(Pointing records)
** START **

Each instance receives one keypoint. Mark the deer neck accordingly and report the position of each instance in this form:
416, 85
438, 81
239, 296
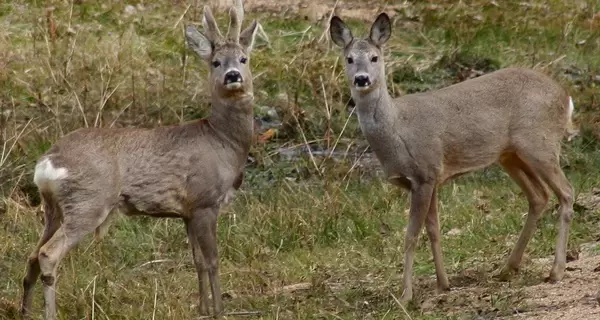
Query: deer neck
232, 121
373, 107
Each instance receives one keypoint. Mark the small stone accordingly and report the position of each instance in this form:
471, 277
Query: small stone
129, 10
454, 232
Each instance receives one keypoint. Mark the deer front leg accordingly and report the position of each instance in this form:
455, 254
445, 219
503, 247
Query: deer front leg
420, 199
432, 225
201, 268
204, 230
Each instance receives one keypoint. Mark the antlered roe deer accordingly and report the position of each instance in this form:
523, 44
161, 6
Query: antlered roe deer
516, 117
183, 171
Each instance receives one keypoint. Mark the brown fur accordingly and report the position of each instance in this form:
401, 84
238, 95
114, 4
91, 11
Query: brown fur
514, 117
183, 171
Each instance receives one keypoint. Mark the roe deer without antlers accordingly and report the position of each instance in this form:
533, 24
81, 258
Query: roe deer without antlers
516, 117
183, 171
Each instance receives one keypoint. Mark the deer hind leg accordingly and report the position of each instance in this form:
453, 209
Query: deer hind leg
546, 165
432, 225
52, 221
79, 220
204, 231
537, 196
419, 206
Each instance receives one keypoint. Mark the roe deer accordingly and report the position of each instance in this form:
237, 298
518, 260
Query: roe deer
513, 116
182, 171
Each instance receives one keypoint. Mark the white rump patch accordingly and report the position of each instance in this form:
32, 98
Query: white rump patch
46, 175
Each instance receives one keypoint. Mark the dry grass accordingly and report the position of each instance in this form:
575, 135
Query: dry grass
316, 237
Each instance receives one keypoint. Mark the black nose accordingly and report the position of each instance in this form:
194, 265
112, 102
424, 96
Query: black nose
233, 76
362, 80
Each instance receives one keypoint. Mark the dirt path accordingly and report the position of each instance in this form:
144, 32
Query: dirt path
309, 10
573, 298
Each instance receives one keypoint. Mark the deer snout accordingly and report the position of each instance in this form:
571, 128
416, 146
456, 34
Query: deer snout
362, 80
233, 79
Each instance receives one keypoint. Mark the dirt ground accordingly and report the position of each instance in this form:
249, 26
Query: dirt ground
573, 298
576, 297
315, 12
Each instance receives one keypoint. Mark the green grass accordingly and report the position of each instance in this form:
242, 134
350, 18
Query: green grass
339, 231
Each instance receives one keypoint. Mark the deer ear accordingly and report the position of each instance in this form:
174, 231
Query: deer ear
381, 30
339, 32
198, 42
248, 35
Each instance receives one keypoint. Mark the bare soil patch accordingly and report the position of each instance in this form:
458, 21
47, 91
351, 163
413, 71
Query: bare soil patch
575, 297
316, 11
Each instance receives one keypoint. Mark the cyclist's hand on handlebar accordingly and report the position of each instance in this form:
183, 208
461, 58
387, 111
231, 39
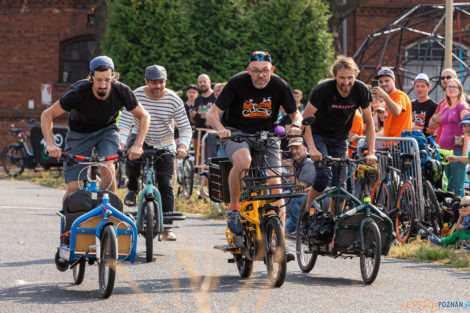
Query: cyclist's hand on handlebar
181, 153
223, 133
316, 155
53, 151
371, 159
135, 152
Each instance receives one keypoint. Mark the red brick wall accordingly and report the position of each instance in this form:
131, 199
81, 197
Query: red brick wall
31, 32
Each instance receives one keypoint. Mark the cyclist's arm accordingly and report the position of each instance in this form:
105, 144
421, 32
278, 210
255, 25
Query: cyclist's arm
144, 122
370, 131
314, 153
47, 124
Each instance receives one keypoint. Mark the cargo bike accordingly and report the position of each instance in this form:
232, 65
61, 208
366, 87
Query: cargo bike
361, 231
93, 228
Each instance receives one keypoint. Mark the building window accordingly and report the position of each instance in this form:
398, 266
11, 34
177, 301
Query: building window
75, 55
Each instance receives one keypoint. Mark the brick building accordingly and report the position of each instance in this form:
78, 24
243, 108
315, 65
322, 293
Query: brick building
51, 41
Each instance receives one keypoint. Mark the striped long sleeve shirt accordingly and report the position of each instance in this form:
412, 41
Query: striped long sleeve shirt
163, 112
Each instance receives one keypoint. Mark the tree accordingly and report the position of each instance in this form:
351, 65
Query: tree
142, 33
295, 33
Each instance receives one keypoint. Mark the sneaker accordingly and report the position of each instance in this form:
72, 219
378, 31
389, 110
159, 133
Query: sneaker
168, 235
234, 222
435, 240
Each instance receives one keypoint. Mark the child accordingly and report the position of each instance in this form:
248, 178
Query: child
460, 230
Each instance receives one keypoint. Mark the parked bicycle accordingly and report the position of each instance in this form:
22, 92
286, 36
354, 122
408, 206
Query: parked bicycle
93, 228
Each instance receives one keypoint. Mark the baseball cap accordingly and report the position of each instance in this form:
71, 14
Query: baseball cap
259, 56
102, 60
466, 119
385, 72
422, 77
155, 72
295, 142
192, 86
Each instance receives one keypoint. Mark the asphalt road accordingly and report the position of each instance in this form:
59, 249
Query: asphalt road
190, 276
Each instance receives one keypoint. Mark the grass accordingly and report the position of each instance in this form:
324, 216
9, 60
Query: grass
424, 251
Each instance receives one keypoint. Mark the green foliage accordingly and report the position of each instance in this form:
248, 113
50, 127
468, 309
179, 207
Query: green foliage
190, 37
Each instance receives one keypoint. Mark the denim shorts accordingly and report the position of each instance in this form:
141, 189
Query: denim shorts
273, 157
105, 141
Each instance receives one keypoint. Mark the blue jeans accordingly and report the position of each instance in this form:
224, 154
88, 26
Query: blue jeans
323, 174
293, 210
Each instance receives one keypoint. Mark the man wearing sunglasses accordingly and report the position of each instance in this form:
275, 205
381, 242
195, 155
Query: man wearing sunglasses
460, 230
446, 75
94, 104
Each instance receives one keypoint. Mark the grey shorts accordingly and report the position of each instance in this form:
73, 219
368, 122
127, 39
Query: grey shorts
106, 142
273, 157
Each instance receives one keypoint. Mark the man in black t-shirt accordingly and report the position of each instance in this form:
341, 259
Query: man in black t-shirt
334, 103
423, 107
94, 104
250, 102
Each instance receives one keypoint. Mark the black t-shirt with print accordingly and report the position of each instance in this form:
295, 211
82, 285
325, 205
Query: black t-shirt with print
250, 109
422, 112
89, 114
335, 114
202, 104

** END **

__DO THIS__. Please rewrite the lines from the one containing "Each instance receives one keypoint. Mark the grey" through the end of the records, rescaling every answer coordinate by 2.55 and rounding to whole numbers, with halves rounded up. Keep all other numbers and wording unchanged.

__ANSWER FOR THIS EXERCISE__.
Each instance receives one keypoint. Mark the grey shorts accordingly and report the position of each instance in this form:
73, 219
368, 122
127, 39
Query: grey shorts
270, 362
696, 400
Each instance receives one keypoint. Mark the man in black t-shirt accordingly and report the position of each instance in this form:
341, 259
Query: man in black t-shirt
852, 263
1079, 273
240, 265
638, 260
Each instance receives one keypoint. Mark the black t-shirt with print accordingly and report the position of each instance in this form:
295, 211
82, 285
325, 205
Query: black t-shirt with print
638, 278
1076, 286
227, 291
854, 291
515, 265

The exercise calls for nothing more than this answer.